# =============================================================================
# Dockerfile – Zero-Shot Classification service
#
# Build:
#   docker build -t zsc-starter .
#
# Run the API:
#   docker run -p 8000:8000 zsc-starter
#
# Run the Streamlit UI:
#   docker run -p 8501:8501 zsc-starter streamlit run app/app.py
#
# Override the model at runtime:
#   docker run -e HF_MODEL_ID=typeform/distilbart-mnli-12-3 -p 8000:8000 zsc-starter
#
# Mount a local model cache to avoid re-downloading weights:
#   docker run -v ~/.cache/huggingface:/root/.cache/huggingface -p 8000:8000 zsc-starter
# =============================================================================

# ── Base image ────────────────────────────────────────────────────────────────
# Use the official PyTorch CPU image as the base so that torch installs
# correctly without a CUDA build step.
# Switch to pytorch/pytorch:2.3.0-cuda12.1-cudnn8-runtime for GPU support.

● Stored data entries:
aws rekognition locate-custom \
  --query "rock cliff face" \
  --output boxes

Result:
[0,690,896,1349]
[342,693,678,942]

--

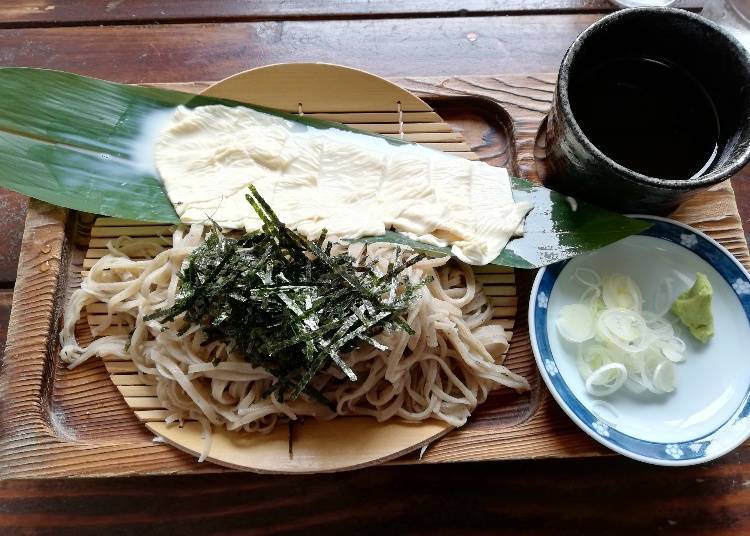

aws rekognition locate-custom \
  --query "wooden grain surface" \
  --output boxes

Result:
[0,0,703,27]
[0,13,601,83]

==

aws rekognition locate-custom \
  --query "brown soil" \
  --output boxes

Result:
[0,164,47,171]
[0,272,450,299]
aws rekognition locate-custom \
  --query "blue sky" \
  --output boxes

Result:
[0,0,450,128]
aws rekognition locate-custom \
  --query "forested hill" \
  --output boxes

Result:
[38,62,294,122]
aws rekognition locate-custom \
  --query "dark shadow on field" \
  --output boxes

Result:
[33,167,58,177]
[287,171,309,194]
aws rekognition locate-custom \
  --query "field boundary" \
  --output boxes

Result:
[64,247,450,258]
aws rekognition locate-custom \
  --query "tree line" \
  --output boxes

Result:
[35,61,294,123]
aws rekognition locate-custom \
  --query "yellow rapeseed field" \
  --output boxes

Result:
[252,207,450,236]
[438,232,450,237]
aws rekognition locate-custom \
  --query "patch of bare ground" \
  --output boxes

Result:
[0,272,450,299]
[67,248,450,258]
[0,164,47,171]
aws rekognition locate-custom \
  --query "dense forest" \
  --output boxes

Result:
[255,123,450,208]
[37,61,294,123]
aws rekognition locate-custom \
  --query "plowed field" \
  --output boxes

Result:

● Goal 1:
Answer these questions about the Dockerfile, one line each:
(a) Which port mapping does the Dockerfile give for running the Streamlit UI?
(b) Which environment variable overrides the model at runtime?
(c) Which image does the Dockerfile suggest switching to for GPU support?
● Goal 2: Pick up the Dockerfile after its last line and write the lines that follow.

● Output 1:
(a) 8501:8501
(b) HF_MODEL_ID
(c) pytorch/pytorch:2.3.0-cuda12.1-cudnn8-runtime

● Output 2:
FROM python:3.11-slim AS base

LABEL maintainer="DemIA Living Lab – Universidad de Salamanca (USAL) / BISITE <bisite@usal.es>"
LABEL description="Zero-shot text classification with Hugging Face Transformers"
LABEL version="1.0.0"

# ── System dependencies ───────────────────────────────────────────────────────
RUN apt-get update && apt-get install -y --no-install-recommends \
        build-essential \
        curl \
        git \
    && rm -rf /var/lib/apt/lists/*

# ── Python environment ────────────────────────────────────────────────────────
ENV PYTHONDONTWRITEBYTECODE=1 \
    PYTHONUNBUFFERED=1 \
    PYTHONIOENCODING=utf-8 \
    PIP_NO_CACHE_DIR=1 \
    PIP_DISABLE_PIP_VERSION_CHECK=1

# ── Working directory ─────────────────────────────────────────────────────────
WORKDIR /app

# ── Dependencies (cached layer) ───────────────────────────────────────────────
COPY requirements.txt .

# Install CPU-only torch to keep the image size manageable.
# For GPU, remove the --index-url line and use the CUDA-enabled base image.
RUN pip install --upgrade pip && \
    pip install torch --index-url https://download.pytorch.org/whl/cpu && \
    pip install -r requirements.txt

# ── Application code ──────────────────────────────────────────────────────────
COPY . .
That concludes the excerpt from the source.